— SOURCE EXTRACT —
------------------------------

# My step 1 to a new home theater: Dedicated Panel



## Talley (Dec 8, 2010)

I posted this in another forum but I think it should of been posted here...

Just finished up wiring up my dedicated AV panel.

10 circuits total. 9-20a and 1-15a. Every equipment will have a seperate dedicated circuit and I can add as necessary. My panel to outlet box which will house the outlets is 62' total in length. I ran some big cable and you can see the breakdown here:

#1- 20a - Krell amp - Fed with #4 awg feeder (1600w load at max... max voltage drop is 0.4% or 0.5V)
#2- 20a - Sub #1 - Fed with #6 awg feeder (~same load as amp possibly or less. Expecting less than 0.7V voltage drop)
#3- 20a - Sub #2 - Fed with #6 awg feeder (~same load as amp possibly or less. Expecting less than 0.7V voltage drop)
#4- 20a - Preamp/Processor - Fed with #6 awg (only around 400w load virtually tenths of a volt drop)
#5- 20a - Blue Ray Player - Fed with #10 awg
#6- 20a - Satellite box - Fed with #10 awg
#7- 20a - Spare
#8/9 - 20a - Projector - Fed with #12 (this will be setup for 220v to keep losses to a minimum)
#10 - 15a - Network Hub - Fed with #14 awg (just to tie in all the cat5 stuff as I only ran one cable back to my main switch)


If you notice the buss bar at the bottom I have all the grounding isolated and there is a #2 awg that ties down into it's own set of 3 ground rods driven 10' apart in a triangular format. I have bonded that triad ground to the house ground rod underneath with a #2 also. All the equipment will have isolated grounding.

I also used T&B Kopr-Shield on all connections which is a copper compound based anti oxidant for electrical joints.

Figured I'd share. I wanted the voltage to be as stable as possible. My next step will be to redo the feed to this sub panel and route the feed through an isolation transformer.

Read more: http://www.hometheatershack.com/for...ter-step-1-dedicated-panel.html#ixzz3NUyd0kNs


----------



## Serenity Now (Mar 28, 2014)

Your system is hilariously overkill. I like it! :T 

Why not just feed a UPS from your main and have it feed a sub panel right beside it? You can have regulated voltage/frequency to <1%. An ISO wont even do that for you. If you are concerned with your ground being isolated I get it, a seperate supply trans gets you around multiple electrodes rules. Broadcast style.

How far are your runs from the sub panel? 

Without going to the table, I would think that #10 would be more than enough to get you there. The sags would be less than 1% and likely last seconds.

I see where your going. Cool setup. 

Subscribed.


----------



## Serenity Now (Mar 28, 2014)

why are you using a 220v sub panel? Shouldn't all loads be at the same potential if you are going to all this trouble? Curious.


----------



## Talley (Dec 8, 2010)

Serenity Now said:


> Your system is hilariously overkill. I like it! :T
> 
> Why not just feed a UPS from your main and have it feed a sub panel right beside it? You can have regulated voltage/frequency to <1%. An ISO wont even do that for you. If you are concerned with your ground being isolated I get it, a seperate supply trans gets you around multiple electrodes rules. Broadcast style.

------------------------------

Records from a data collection
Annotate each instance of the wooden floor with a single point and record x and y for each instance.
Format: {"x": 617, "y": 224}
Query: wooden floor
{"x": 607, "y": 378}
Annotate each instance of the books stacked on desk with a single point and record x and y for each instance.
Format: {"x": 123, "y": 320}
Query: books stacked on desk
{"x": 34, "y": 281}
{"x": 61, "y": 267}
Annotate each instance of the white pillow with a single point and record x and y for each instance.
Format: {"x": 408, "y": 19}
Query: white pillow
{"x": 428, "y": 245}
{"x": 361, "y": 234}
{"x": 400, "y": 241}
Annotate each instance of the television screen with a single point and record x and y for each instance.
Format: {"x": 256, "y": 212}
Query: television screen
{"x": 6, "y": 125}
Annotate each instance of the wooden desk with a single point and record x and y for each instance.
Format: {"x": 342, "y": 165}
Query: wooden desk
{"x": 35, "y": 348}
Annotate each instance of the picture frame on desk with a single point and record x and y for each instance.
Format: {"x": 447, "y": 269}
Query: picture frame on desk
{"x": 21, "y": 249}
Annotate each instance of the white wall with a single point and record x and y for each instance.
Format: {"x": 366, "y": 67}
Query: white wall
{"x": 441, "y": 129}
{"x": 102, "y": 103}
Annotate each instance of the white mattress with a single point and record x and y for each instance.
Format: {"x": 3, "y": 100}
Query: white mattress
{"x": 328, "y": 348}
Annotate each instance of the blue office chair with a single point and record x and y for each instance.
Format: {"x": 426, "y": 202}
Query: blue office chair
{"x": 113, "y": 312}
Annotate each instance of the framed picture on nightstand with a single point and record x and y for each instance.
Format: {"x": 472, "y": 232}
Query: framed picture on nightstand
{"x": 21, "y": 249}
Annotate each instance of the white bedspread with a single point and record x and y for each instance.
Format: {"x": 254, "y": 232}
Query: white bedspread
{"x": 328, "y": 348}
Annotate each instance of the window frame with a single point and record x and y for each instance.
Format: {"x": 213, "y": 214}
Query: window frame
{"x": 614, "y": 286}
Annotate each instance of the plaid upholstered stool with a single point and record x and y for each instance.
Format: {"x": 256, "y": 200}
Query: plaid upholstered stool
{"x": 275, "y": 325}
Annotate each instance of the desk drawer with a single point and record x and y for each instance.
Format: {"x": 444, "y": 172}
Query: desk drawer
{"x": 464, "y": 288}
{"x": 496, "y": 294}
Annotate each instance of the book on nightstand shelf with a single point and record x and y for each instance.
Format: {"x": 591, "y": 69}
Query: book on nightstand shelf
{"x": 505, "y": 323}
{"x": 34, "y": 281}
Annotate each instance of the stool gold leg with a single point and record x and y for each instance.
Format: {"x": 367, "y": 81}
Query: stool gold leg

------------------------------

— TASKS TO CARRY OUT —
1) Update the home theater panel thread from "Without going to" to "likely last seconds." so that "#10" reads "#8".
2) In the home theater panel thread, how far apart are the three ground rods driven?
3) Pick up the home theater panel thread after its last line and continue it.

— TASK ANSWERS —
1)
Without going to the table, I would think that #8 would be more than enough to get you there. The sags would be less than 1% and likely last seconds.

2) The three ground rods are driven 10 feet apart.

3)
> 
> ...


First off. Total cost thus far has been $72. I literally had the panel, breakers and all the wiring left over from previous work. Other than the orange wire you see in the panel which is standard #10 romex the other cables are an XLPE Tray cable. XLPE is a cross linked polyethylene insulation. PE is a better dielectric than PVC. The outles I'm using are from Leviton #1374: http://semperlite.com/products/misc...CR_CFZithj7qtvVRsUlk5BHe7wSUUwm0y4aAj2x8P8HAQ

The main reason for using the larger cable is to keep the voltage as stable as possible with no swings. Unfortunately a UPS feeds alot of dirty noise into audio equipment. A balanced ISO will eliminate any common noise issues and filter the DC out of the main line. I'll have each circuit on it's own dedicated ISO before too long so that each equipment doesn't contaminate noise to the other.

Oh my panel to outlet box is only 62' away. Nothing big at all. I'll be able to swap the amp feed from a #12 feed to a 10 to a 6 to a 4 and see if it makes any difference at all. Since I already had the cable it was no big deal.



Serenity Now said:


> why are you using a 220v sub panel? Shouldn't all loads be at the same potential if you are going to all this trouble? Curious.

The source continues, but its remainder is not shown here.